Goal of the exercise >>
Working from the listing below, set down every line exactly.

== Data for this exercise ==

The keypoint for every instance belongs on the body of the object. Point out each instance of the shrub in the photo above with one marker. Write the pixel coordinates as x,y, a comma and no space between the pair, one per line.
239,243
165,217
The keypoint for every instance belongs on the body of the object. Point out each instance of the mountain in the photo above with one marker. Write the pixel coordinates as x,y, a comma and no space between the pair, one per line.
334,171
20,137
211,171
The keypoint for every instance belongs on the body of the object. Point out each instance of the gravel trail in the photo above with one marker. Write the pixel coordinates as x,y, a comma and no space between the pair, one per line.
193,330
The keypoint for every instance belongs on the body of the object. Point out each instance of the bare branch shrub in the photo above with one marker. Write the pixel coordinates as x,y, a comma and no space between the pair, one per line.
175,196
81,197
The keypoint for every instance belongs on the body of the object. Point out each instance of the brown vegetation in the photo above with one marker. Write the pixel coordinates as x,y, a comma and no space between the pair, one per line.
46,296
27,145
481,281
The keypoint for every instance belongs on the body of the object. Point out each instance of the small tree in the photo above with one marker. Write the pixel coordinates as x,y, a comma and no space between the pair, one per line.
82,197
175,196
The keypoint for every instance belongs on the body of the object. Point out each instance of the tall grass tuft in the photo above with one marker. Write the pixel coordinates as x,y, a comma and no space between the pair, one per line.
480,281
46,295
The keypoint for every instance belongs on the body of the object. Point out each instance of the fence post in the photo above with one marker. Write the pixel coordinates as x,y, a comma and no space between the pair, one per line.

===

Completed task >>
The keypoint for every instance belongs on the body of the object. Point out each instance of the shrub in the photo above with one marker. Write the pixel coordinates as x,y, a comma and no space between the pair, one per line.
239,243
165,217
The keypoint for every instance belongs on the body of the object. Point out each instance of the mountain in the photo above with one marker. Write the pixel coordinates as x,y, a comma and no space between the pair, one per line.
334,171
20,137
211,171
The keypoint for every instance belongs on the body of the object. Point out each instance of the gravel trail in the photo above with one marker. Write the pixel coordinates as x,y, a comma and no space between the pair, one per line.
193,330
The keypoint for every instance belongs on the body of the object. Point out each instance of the bare branch shrub in the photo above with one marker. Write the pixel coordinates as x,y, a comma and no space between the pair, one per line.
175,196
81,197
The keypoint for every instance belongs on the body of the object. Point out each instance of the brown vegetation in the photo above with one marker. Write the pixel coordinates as x,y, a comma and no space between the pair, one per line.
46,296
27,145
481,281
The keypoint for every instance belongs on the body of the object. Point out each instance of the small tree in the photo above with one marker. Write the pixel coordinates as x,y, a comma and no space between the pair, one per line.
82,197
175,196
The keypoint for every instance belongs on the body of the object. Point out each instance of the tall grass tuft in the photo above with one marker. Write the pixel coordinates as x,y, a comma and no space between the pair, one per line.
480,281
46,295
The keypoint for every instance belongs on the body of the object. Point out each instance of the fence post in the photo above with one marker. Write the pixel coordinates as x,y, a comma and no space between the pair, one per line.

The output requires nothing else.